**WHAT IS ASKED**
1 – From the post on database size compared to InfluxDB, reproduce the passage that begins at the words "We are assessing" and ends after "as Docker image.".
2 – According to the post on database size compared to InfluxDB, which Docker image is used for the Timescale size test?

Database size compared to InfluxDB

We are assessing migration from InfluxDB to Timescale and are testing different aspects of that. This question is about data size on disk.

So. Out data has ~1000 different “columns” or “measurements” depending how you would design the tables. We currently have 9 months of 1 second precision data. 5 year of 1 minute precision data (avg+min+max).

This amount of data takes usually <10Gb by IndfluxDB (probably a lot of similar values).

I am trying to measure our size with Timescale. I am using timescale/timescaledb:2.11.2-pg15 as Docker image.

Used single table for all measurements CREATE TABLE ts.measurements ( time TIMESTAMPTZ NOT NULL, measurement varchar, value double precision);. Created hypertable for it SELECT create_hypertable('ts.measurements', 'time', chunk_time_interval => INTERVAL '1 day');

and tested by adding 12 months of values

INSERT INTO ts.measurements SELECT time, 'SYMBOL', (random()*30)::int FROM generate_series(TIMESTAMP '2023-01-01 00:00:00', TIMESTAMP '2023-02-01 00:00:00' + INTERVAL '-1 second', INTERVAL '1 second') AS time;
INSERT INTO ts.measurements SELECT time, 'SYMBOL', (random()*30)::int FROM generate_series(TIMESTAMP '2023-02-01 00:00:00', TIMESTAMP '2023-04-01 00:00:00' + INTERVAL '-1 second', INTERVAL '1 second') AS time;
INSERT INTO ts.measurements SELECT time, 'SYMBOL', (random()*30)::int FROM generate_series(TIMESTAMP '2023-04-01 00:00:00', TIMESTAMP '2023-06-01 00:00:00' + INTERVAL '-1 second', INTERVAL '1 second') AS time;
INSERT INTO ts.measurements SELECT time, 'SYMBOL', (random()*30)::int FROM generate_series(TIMESTAMP '2023-06-01 00:00:00', TIMESTAMP '2023-08-01 00:00:00' + INTERVAL '-1 second', INTERVAL '1 second') AS time;
INSERT INTO ts.measurements SELECT time, 'SYMBOL', (random()*30)::int FROM generate_series(TIMESTAMP '2023-08-01 00:00:00', TIMESTAMP '2023-10-01 00:00:00' + INTERVAL '-1 second', INTERVAL '1 second') AS time;
INSERT INTO ts.measurements SELECT time, 'SYMBOL', (random()*30)::int FROM generate_series(TIMESTAMP '2023-10-01 00:00:00', TIMESTAMP '2023-12-01 00:00:00' + INTERVAL '-1 second', INTERVAL '1 second') AS time;
INSERT INTO ts.measurements SELECT time, 'SYMBOL', (random()*30)::int FROM generate_series(TIMESTAMP '2023-12-01 00:00:00', TIMESTAMP '2024-01-01 00:00:00' + INTERVAL '-1 second', INTERVAL '1 second') AS time;

This is ~31m rows.

**GIVEN ENTRIES**
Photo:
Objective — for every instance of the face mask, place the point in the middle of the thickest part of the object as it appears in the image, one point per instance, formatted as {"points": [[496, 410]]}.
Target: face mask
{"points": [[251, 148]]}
---
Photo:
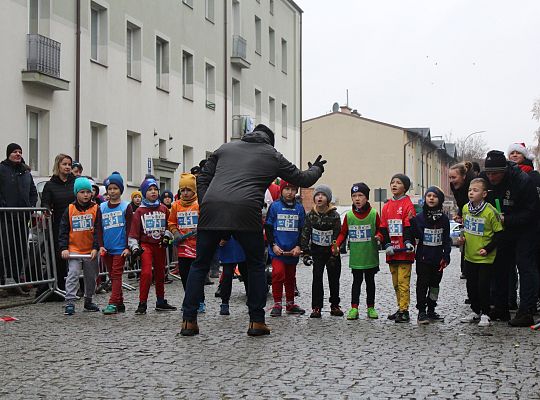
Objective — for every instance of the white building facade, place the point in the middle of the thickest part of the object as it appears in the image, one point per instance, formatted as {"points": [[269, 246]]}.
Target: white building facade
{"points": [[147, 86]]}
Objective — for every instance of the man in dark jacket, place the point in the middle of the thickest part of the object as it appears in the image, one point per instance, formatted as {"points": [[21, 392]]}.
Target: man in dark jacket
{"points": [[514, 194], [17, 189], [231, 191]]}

**ANSWERS FOR THE TASKS**
1 –
We are assessing migration from InfluxDB to Timescale and are testing different aspects of that. This question is about data size on disk.

So. Out data has ~1000 different “columns” or “measurements” depending how you would design the tables. We currently have 9 months of 1 second precision data. 5 year of 1 minute precision data (avg+min+max).

This amount of data takes usually <10Gb by IndfluxDB (probably a lot of similar values).

I am trying to measure our size with Timescale. I am using timescale/timescaledb:2.11.2-pg15 as Docker image.

2 – timescale/timescaledb:2.11.2-pg15